> **EXERCISE AIM**
Extract the rows below verbatim, starting with the very first line and stopping after the line that contains "43 141 134 214", with that line included.

> **DATASET EXCERPTS**
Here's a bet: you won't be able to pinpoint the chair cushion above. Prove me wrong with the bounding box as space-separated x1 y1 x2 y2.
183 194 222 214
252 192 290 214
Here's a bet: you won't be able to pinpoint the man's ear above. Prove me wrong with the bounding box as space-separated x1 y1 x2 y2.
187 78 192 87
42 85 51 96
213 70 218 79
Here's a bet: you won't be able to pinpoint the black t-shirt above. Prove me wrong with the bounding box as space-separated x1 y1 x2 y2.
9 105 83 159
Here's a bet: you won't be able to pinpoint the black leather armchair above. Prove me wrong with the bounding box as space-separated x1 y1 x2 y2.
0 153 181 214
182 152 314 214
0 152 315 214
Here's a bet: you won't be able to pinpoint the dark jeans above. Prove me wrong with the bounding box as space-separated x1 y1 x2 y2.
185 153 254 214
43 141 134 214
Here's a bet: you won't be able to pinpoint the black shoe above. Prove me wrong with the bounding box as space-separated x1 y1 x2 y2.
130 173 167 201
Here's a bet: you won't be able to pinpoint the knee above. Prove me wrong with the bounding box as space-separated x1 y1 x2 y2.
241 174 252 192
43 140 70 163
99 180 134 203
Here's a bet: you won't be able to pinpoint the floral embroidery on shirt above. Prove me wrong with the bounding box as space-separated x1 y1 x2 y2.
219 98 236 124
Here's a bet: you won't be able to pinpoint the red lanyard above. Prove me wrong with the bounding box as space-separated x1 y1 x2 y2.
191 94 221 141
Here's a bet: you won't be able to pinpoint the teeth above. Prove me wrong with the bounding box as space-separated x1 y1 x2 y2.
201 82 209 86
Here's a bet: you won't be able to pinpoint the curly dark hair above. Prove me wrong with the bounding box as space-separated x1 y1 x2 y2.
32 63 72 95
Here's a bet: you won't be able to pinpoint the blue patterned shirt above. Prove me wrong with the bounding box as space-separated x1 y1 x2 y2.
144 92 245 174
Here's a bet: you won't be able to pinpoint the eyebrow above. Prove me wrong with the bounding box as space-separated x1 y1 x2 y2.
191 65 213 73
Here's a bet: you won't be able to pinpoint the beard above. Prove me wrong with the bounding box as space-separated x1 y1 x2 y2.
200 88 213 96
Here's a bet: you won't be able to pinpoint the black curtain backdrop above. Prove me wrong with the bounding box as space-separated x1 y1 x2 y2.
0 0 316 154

> **TASK RESPONSE**
Here's a bet: you won't be able to pinpoint the chair cushion above. Prove me wrong with the bounding box as space-separated x1 y1 x2 y2.
183 194 222 214
252 192 290 214
Here's a bet: you won't be able to pinpoint the man's ear above. Prove me wrong with the bounding box as space-separated x1 y1 x2 y2.
187 78 192 87
42 85 51 96
213 70 218 79
Here's a bet: you won't be able to pinpoint the black t-shirt above. Prove me wrong with the bounding box as space-separated x1 y1 x2 y2.
9 105 83 159
Here's a bet: you won't be able to pinpoint the black leather armchair above. Prove me wrong with the bounding box as space-separated x1 y1 x2 y2.
0 153 181 214
182 152 314 214
0 152 315 214
Here's a bet: you won't be able to pinpoint the dark jeans above. Prove me wrong with the bounding box as space-separated x1 y1 x2 y2.
185 153 254 214
43 141 134 214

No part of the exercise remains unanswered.